Segment Start: DATASET EXCERPTS

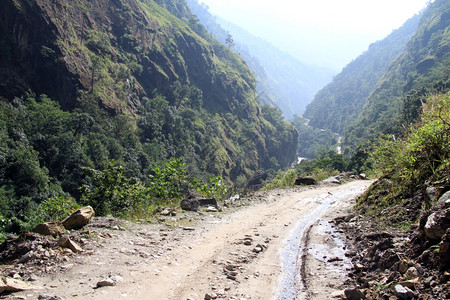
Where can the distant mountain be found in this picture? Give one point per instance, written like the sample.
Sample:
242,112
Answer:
281,79
338,104
383,89
422,68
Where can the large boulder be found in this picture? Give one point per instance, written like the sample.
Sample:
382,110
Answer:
50,228
189,204
437,224
79,218
444,251
66,242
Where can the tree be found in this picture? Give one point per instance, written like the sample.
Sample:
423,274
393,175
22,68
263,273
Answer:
229,40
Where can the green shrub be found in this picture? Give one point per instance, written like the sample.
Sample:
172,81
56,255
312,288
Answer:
111,192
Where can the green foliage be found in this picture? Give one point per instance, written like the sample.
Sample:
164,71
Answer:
57,207
111,191
338,104
215,187
313,141
282,179
407,163
140,90
167,181
421,69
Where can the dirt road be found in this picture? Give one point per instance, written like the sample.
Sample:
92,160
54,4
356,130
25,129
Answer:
257,252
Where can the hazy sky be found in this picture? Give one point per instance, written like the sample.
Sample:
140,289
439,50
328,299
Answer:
321,32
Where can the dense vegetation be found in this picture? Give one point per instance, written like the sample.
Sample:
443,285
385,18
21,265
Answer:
106,102
421,69
408,166
381,91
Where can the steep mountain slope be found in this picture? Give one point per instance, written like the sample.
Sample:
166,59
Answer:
338,104
130,82
281,79
423,67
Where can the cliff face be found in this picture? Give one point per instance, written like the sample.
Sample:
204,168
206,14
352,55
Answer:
58,47
123,55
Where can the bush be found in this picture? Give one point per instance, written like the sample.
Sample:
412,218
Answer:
111,192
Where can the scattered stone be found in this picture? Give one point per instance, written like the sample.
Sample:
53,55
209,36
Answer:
111,280
79,218
188,228
411,284
209,296
437,224
411,273
354,294
363,176
26,257
106,282
165,212
189,204
48,297
211,209
259,248
403,293
334,259
66,242
50,228
305,181
403,266
333,179
12,285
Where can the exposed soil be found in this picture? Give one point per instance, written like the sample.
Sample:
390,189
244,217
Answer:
235,254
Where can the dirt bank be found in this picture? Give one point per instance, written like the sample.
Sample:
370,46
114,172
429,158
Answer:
230,255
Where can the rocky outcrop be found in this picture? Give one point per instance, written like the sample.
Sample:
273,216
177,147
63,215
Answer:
50,228
79,218
408,263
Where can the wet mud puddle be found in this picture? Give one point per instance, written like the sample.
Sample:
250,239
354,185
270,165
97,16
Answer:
328,251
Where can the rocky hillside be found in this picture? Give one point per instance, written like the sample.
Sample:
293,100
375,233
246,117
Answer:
421,69
282,80
137,83
338,104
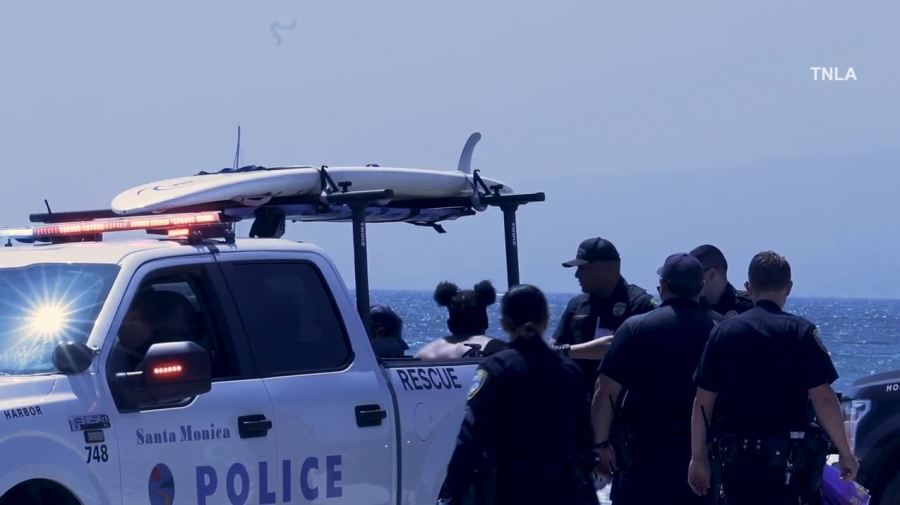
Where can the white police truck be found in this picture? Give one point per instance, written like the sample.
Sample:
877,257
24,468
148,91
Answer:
264,390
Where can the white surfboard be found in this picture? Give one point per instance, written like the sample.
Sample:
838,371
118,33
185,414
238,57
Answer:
253,188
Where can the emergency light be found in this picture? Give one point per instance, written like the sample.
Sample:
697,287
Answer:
168,370
175,224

Segment End: DATASET EXCERPTS

◆ DIRECTIONS FOR THIS TASK ◆
Repeat every line above exactly, but omit all images.

◆ SOLUTION TO THE EXERCISE ◆
Where can the distant mountain be found in this picture? Give one point per instance, written like the sample.
Sample:
242,112
Answer:
281,79
338,104
383,89
422,68
Where can the large boulder be found in this picture? Give one point per instance, written like the sample.
Sample:
382,110
Answer:
50,228
189,204
437,224
79,218
444,251
66,242
Where can the tree be found in this picture? Give one point per instance, written like the sample.
Sample:
423,274
393,175
22,68
263,273
Answer:
229,40
Where can the green shrub be found in this picture? Give one point per instance, written like the sample.
Sample:
172,81
56,255
312,288
Answer:
111,192
Where can the green foliage be found in this picture? Give one point per instance, written like the sample.
Sample:
164,71
Answer:
57,207
111,191
338,104
215,187
313,141
282,179
407,163
140,90
167,181
421,69
Where can the dirt road be found in this picture? Give one point per instance, written like the sample.
Sample:
92,160
54,4
356,130
25,129
Answer:
257,252
Where can the hazy sky be found in this picture? Give one point per instance, written like the sample.
Sample:
140,289
439,50
328,299
Answer:
321,32
Where can the dense vegetation be found in this picture? Give one point per instance, written like the sample.
Sample:
443,285
385,18
21,265
Answer:
106,102
421,69
408,166
381,91
Where can the steep mountain slope be found in this picture? Give one point per instance, written like the sample.
Sample:
166,59
Answer:
338,104
130,82
281,79
423,67
Where can the cliff face be found in this picture? Give one point per instance, written like the sample.
Sample:
204,168
206,14
352,55
Answer:
58,47
123,55
Where can the bush be found in this picture? Give one point per instance, written like the sample.
Sample:
412,218
Answer:
111,192
Where can the scattered stone be found in this picture? Give one point per instance, written like the sample.
Sample:
53,55
209,36
Answer:
111,280
79,218
188,228
411,284
209,296
437,224
411,273
354,294
363,176
26,257
106,282
165,212
189,204
48,297
211,209
259,248
403,293
334,259
66,242
50,228
305,181
403,266
333,179
12,285
Where can the exposed soil be found in this picture? Give one point per instance, written like the sample.
Sample:
390,189
244,217
Answer:
235,254
Where can the dirt bank be found in this picture? Give one point per instance, written like the sample.
Sample:
370,46
114,172
429,158
Answer:
230,255
Where can the rocky outcrop be found in this picture? Give one point per instance, written like the sample.
Sample:
273,216
177,147
63,215
Answer:
50,228
79,218
408,263
Where can the wet mud puddle be found in this picture? Give one point per instance, written like the sample.
Sample:
250,239
354,185
270,165
97,16
Answer:
328,251
Where can the rocky hillside be found in this picture? Give one point per instance, written like the sample.
Sample:
293,100
375,233
246,117
Answer:
421,69
282,80
137,83
338,104
Where can the white police truck be found in this picture? Give one point per instance, written like the sample.
Sample:
877,257
24,468
148,91
Answer:
264,390
Where can the white surfboard be found in this picture? Give one point per instance, written like the sample.
Sample:
838,371
118,33
185,414
238,57
Answer:
253,188
Where can the emergency light be found in this picture? Give one point per instance, written like the sample.
Sample:
697,287
Answer:
168,370
175,224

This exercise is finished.